What you need to do:
Search the entries for the word "directive" and return every line where it is found.

BEGIN

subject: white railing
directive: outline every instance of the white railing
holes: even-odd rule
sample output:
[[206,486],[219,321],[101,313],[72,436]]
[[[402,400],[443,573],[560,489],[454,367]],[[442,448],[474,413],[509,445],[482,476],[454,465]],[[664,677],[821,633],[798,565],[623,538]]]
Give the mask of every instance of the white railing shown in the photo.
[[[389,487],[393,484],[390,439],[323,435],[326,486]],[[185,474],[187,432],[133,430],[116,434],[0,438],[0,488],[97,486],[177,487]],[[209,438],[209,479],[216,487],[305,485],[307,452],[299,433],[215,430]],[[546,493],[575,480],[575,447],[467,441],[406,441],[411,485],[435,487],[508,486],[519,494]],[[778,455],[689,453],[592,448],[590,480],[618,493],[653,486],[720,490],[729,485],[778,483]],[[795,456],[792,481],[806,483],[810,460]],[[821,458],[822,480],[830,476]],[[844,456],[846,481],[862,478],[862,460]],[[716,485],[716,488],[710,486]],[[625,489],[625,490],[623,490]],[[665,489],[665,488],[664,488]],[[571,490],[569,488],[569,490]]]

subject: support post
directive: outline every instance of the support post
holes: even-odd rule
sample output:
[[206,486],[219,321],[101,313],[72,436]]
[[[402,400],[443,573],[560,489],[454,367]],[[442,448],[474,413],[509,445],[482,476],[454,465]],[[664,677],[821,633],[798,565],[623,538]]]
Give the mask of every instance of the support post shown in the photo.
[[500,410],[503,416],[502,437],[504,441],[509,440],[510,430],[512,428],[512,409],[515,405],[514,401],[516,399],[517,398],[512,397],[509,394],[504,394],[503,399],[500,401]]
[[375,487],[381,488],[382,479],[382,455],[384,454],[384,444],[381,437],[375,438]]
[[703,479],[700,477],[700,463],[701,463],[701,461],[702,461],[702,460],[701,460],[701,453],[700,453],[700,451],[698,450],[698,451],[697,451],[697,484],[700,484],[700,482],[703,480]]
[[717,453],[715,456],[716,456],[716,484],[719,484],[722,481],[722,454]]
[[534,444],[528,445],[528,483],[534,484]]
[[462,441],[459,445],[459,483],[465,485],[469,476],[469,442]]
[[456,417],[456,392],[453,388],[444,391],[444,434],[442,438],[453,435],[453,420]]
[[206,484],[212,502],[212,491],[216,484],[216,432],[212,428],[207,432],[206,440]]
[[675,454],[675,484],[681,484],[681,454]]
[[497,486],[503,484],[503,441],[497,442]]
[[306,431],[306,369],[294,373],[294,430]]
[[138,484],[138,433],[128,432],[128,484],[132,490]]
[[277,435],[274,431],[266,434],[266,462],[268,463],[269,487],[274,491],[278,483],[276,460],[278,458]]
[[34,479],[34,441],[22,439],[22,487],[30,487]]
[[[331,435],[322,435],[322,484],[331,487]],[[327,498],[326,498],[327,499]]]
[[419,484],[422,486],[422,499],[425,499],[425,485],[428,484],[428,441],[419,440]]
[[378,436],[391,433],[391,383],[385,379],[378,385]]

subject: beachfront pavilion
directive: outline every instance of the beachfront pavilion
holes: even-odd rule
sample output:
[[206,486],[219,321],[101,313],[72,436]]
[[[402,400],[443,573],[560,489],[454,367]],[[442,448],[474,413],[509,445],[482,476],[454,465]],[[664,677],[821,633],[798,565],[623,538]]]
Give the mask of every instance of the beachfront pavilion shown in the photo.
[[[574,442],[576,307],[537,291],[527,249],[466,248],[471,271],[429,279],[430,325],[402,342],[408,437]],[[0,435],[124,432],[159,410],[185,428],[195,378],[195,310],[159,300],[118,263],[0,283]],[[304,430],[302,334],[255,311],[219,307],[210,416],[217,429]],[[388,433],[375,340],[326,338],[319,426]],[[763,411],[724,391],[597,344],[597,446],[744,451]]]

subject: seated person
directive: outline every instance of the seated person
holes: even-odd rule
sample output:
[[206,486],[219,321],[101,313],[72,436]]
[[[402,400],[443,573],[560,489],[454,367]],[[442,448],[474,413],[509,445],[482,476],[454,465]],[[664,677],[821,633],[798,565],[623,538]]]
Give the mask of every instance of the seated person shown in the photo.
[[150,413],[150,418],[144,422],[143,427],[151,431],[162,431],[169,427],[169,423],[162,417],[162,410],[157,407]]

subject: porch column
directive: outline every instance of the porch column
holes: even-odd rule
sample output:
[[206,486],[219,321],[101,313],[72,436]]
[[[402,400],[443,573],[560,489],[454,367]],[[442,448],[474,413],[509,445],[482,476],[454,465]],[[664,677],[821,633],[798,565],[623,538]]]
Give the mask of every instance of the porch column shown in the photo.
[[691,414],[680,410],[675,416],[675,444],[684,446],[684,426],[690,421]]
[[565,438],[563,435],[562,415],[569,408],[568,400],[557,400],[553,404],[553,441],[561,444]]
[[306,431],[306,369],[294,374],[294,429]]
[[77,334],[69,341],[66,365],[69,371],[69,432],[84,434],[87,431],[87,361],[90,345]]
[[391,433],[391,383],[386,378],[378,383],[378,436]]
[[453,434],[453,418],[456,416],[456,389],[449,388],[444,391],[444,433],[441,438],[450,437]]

END
BEGIN

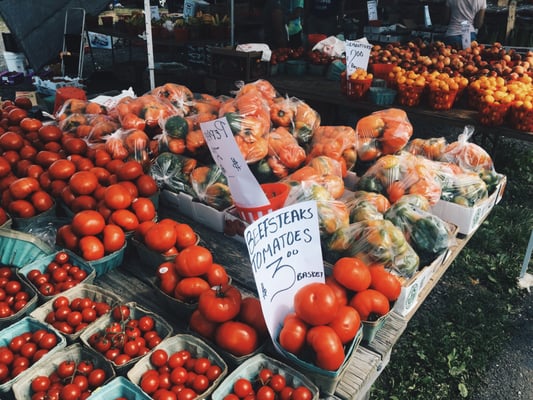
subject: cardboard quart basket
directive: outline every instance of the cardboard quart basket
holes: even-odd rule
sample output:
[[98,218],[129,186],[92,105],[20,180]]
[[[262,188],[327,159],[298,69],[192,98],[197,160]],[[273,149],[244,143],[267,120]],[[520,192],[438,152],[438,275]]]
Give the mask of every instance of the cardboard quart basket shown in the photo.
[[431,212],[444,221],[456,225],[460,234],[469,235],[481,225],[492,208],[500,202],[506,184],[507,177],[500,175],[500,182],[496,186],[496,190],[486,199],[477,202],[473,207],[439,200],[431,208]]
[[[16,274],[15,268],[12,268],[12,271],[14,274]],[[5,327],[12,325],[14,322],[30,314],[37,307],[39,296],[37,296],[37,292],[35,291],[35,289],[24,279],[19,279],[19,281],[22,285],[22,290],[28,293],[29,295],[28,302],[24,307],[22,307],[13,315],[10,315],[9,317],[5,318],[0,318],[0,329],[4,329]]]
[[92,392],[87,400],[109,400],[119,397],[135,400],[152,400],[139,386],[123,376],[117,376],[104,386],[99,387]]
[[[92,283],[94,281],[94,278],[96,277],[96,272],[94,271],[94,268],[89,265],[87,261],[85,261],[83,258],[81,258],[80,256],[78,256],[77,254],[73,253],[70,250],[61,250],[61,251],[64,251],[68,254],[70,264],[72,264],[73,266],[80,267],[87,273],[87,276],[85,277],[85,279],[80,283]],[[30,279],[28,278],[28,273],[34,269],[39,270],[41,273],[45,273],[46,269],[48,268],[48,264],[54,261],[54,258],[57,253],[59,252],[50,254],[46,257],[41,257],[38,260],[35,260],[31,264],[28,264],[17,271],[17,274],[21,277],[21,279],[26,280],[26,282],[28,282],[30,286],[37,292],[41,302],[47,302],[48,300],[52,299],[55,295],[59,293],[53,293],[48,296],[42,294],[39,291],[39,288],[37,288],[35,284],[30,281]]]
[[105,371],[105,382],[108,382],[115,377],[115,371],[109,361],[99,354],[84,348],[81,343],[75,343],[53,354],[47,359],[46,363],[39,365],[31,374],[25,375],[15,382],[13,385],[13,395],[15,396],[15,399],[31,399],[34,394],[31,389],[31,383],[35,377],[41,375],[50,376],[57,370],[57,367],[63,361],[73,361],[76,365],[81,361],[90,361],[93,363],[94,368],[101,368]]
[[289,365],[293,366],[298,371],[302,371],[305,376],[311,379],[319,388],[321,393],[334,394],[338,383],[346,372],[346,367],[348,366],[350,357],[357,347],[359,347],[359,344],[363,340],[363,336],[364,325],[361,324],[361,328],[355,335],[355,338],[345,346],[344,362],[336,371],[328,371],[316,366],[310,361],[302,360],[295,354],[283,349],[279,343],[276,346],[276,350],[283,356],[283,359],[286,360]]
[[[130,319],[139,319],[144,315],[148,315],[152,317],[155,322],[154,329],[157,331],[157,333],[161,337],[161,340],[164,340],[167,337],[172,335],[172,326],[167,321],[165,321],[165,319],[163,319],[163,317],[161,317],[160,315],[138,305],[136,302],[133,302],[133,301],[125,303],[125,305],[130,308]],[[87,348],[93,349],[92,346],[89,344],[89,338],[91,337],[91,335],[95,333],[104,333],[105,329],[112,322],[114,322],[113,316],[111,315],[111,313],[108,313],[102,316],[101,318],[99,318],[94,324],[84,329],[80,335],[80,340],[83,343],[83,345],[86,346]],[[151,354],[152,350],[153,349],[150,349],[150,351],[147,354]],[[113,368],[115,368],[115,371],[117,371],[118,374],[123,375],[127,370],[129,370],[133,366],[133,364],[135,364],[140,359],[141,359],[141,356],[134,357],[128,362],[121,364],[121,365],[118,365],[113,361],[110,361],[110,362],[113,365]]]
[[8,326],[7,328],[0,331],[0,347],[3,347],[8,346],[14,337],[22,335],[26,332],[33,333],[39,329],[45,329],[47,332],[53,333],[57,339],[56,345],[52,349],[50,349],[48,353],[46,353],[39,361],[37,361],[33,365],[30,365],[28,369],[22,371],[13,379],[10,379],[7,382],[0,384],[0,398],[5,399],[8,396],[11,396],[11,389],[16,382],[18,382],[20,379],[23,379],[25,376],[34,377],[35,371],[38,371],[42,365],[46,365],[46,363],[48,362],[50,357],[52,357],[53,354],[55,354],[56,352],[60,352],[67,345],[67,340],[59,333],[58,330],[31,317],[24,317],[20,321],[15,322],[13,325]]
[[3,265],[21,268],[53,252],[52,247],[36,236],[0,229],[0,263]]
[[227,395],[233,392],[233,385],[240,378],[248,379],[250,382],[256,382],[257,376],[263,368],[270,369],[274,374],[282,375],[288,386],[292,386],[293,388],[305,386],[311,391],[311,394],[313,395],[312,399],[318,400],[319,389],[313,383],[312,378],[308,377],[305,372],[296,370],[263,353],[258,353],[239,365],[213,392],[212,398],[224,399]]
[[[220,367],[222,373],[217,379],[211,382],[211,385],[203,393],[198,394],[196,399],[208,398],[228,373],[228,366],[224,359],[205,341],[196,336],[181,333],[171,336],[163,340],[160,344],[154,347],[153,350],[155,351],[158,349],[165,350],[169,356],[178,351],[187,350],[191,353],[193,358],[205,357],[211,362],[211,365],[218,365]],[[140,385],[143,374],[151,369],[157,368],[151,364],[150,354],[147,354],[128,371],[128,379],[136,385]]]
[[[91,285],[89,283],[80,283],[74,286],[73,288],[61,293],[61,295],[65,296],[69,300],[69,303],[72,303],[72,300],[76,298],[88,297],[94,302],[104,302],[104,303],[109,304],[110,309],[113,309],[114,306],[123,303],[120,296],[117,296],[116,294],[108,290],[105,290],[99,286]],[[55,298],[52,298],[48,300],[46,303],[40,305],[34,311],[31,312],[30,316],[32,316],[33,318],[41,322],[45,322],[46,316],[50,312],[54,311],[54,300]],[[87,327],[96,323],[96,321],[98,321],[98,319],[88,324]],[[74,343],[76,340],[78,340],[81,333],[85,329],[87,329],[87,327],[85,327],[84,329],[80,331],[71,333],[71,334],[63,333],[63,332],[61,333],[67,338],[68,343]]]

END
BEGIN

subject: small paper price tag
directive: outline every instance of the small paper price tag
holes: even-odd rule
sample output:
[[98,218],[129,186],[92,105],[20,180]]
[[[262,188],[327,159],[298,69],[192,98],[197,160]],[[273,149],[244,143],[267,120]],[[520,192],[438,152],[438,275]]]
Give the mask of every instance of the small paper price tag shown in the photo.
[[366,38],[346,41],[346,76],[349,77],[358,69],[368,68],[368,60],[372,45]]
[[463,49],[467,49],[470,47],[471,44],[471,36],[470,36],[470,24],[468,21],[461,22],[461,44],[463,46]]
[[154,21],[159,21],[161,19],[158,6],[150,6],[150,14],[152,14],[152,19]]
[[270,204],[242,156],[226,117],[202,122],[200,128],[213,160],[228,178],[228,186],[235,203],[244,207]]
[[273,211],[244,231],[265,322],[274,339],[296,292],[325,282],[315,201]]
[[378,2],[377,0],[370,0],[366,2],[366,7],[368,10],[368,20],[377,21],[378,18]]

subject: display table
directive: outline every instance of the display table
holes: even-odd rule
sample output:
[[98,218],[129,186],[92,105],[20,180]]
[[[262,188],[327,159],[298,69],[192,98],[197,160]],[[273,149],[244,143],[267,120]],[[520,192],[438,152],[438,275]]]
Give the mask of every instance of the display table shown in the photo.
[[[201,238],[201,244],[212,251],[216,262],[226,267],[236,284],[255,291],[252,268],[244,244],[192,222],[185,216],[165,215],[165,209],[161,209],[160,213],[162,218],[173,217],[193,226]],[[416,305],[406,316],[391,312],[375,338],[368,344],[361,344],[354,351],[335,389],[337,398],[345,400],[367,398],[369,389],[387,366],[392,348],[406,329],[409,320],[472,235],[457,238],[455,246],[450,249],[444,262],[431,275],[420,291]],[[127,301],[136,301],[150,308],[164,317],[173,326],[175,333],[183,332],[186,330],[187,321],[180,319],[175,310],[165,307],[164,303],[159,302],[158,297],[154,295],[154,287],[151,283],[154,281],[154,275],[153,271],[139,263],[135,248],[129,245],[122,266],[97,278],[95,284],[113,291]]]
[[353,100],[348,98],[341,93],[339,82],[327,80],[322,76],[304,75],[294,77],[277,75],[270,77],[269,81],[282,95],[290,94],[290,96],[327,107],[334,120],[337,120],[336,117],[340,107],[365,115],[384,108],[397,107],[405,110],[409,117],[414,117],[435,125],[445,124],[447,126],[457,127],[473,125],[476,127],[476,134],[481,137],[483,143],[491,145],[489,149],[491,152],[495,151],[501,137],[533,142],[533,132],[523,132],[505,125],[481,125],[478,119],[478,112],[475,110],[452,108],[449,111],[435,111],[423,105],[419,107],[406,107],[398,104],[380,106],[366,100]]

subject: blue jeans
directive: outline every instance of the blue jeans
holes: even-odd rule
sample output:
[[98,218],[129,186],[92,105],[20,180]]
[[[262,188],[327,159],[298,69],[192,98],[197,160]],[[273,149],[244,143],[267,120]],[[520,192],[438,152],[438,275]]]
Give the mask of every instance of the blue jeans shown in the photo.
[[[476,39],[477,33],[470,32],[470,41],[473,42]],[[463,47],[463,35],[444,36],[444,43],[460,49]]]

END

Exercise output:
directive: outline every instance of the white railing
directive: outline every instance of the support post
directive: outline every instance of the beachfront pavilion
directive: outline every instance of the seated person
directive: outline every instance of the porch column
directive: outline every instance of the cardboard quart basket
directive: outline every instance of the small paper price tag
directive: outline every instance of the display table
directive: outline every instance of the blue jeans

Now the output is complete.